Trecho
====
E quando decidiu deixar o Brasil?
Eu tive que sair. Em 1969, fiquei 30 dias preso e fui libertado junto com outros presos políticos em troca do resgate do embaixador norte-americano. Estava em vigor o AI-5, de dezembro de 1968. A situação se complicou. Eu estava respondendo processo na auditoria militar de Juiz de Fora porque havia ficado preso lá de agosto a dezembro de 67. O meu último artigo saiu na Última Hora do Rio.
E conseguiam escapar dos censores nas redações?
Eu não cheguei a pegar a fase dos censores dentro dos jornais. Eles entraram depois do AI-5. Apesar da ABI ser muito incisiva na defesa dos jornalistas, passou a não ter força, aí tudo era censurado, mas eu já estava fora.
Virou exilado político?
Não tinha como ficar e em Brasília era pior, pequena e um covil de dedos duro. Eu cheguei no México em 1969 e fui trabalhar como jornalista para cobrir o mundial de futebol em 70 para uma agência de notícias italiana, a Stampa Associata. Eu cobri os jogos no estádio Asteca. O Brasil eu vi jogar somente a final. Depois fui trabalhar para prensa latina, uma agência cubana, muito bem feita. E depois fui para o Excélsior. Era o maior. O jornal era uma cooperativa, então se ficava 30 dias, depois mais cinco meses e tu podias virar um cooperado. Ali, primeiro trabalhei na área internacional, depois fui para secretaria da redação, para fazer a primeira página. Eu tinha menos de 40 anos. Em 1974, eu pressionei o Excélsior para ir para Buenos Aires. O México era muito longe.
Longe da família.
E era tudo difícil, a comunicação era horrível. Exilado e isolado. Hoje, exílio seria só no nome. Com computador, internet, Skype, celular, whats. Nem quem está preso deixa de se comunicar hoje.
Vida nova em Buenos Aires
Aí eu vou para Buenos Aires em 1974 como correspondente do Excélsior. O Perón tinha aberto a Argentina para os exilados brasileiros. O Jango tinha saído de Montevidéu para morar em Buenos Aires. O Brizola ficou em Montevidéu para não se encontrar com o Jango porque estavam brigados. Bom, mas aí eu começo a trabalhar também para o Estadão, com um pseudônimo de Júlio Delgado, em referência ao mês em que eu comecei a escrever para o Estadão e ao meu estado físico. Eu estava muito magro mesmo. Meu nome não podia aparecer. Só no dia em que o Jango apareceu é que o Júlio Mesquita me ligou pra perguntar se eu iria assinar texto sobre a morte do ex-presidente. Eu disse que iria colocar o meu nome. O Estadão fez um editorial muito respeitoso, que surpreendeu porque o jornal havia ajudado a derrubar o Jango mas mudou depois. No Estadão eu tive uma experiência muito boa no jornalismo, quer dizer, nem todas, porque estive preso em Montevidéu por mais de seis meses.
====
(Registros de dados)

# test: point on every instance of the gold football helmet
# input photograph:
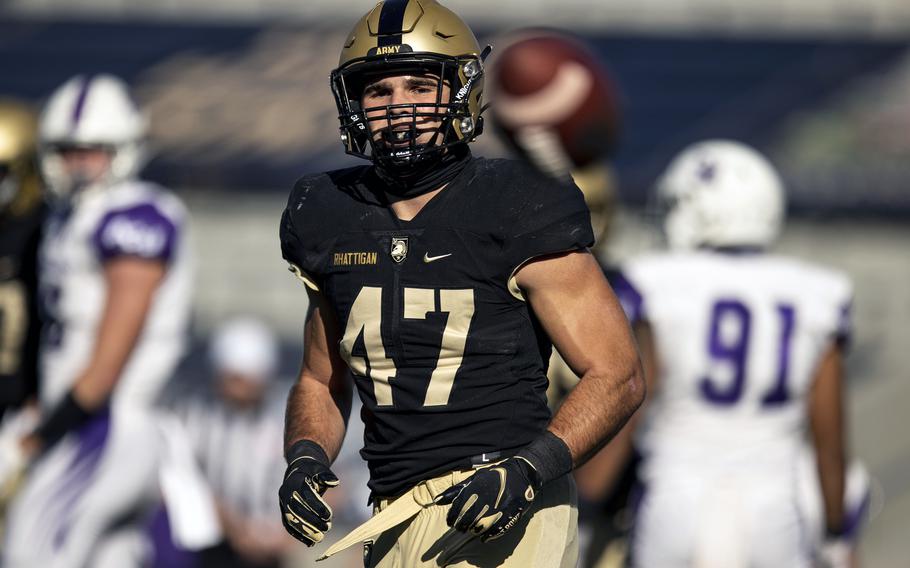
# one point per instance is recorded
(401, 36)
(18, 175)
====
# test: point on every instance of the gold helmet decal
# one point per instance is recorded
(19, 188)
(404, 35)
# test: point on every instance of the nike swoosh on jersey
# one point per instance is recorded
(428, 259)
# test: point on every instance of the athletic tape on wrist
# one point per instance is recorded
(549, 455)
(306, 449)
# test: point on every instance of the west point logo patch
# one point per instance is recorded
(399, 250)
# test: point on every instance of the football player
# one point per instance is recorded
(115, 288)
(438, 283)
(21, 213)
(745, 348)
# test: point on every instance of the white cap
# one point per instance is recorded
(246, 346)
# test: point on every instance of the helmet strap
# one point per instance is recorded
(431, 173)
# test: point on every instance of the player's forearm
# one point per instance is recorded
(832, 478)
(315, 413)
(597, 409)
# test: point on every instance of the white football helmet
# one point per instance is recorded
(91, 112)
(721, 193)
====
Exercícios propostos
(1) Traduza para o inglês esta frase do trecho: "Eu cheguei no México em 1969 e fui trabalhar como jornalista para cobrir o mundial de futebol em 70 para uma agência de notícias italiana, a Stampa Associata."
(2) Prossiga a entrevista sobre o exílio do jornalista a partir da última frase do trecho.

Gabarito
(1) I arrived in Mexico in 1969 and went to work as a journalist covering the 1970 World Cup for an Italian news agency, Stampa Associata.

(2)
Tu foste preso por ser jornalista?
Fui processado por espionagem. Fui acusado de descrever endereços de casas de tortura. Eu recebi informações de uma pessoa que, na verdade, era militar uruguaio. Foi uma montada uma farsa para prestar um serviço à ditadura brasileira e eu entrei. Então, eu passei 26 dias preso no Uruguai, sou um dos poucos sobreviventes da Operação Condor, eu e mais uns três. Fui sequestrado pelo Organismo Central de Operações Anti-Subversivas. Foram 26 dias de olhos vendados, algemado, sem banho. Fui submetido a um fuzilamento de mentira, fui torturado, só não tomei choque. Tomei choque só em 67, no Brasil, uma das piores coisas que existe. Depois, fiquei mais seis meses preso em Montevidéu. Foi montada uma campanha internacional pelo estadão por minha liberdade. O Geisel, que fazia uma visita à Montevidéu, foi pressionado para exigir que eu fosse expulso do Uruguai antes que ele chegasse. Então eu saí do país ao meio dia e Geisel, chegou às quatro da tarde.
Foi para onde desta vez?
Fui para Lisboa e continuei como correspondente do Estadão e do Excélsior, como editorialista político. Saía três edições do Excélsior durante o dia, uma pela manhã, últimas notícias, ao meio dia, e extra, à tarde. Hoje é impensável.
Trabalhou em outros veículos como rádio e tevê?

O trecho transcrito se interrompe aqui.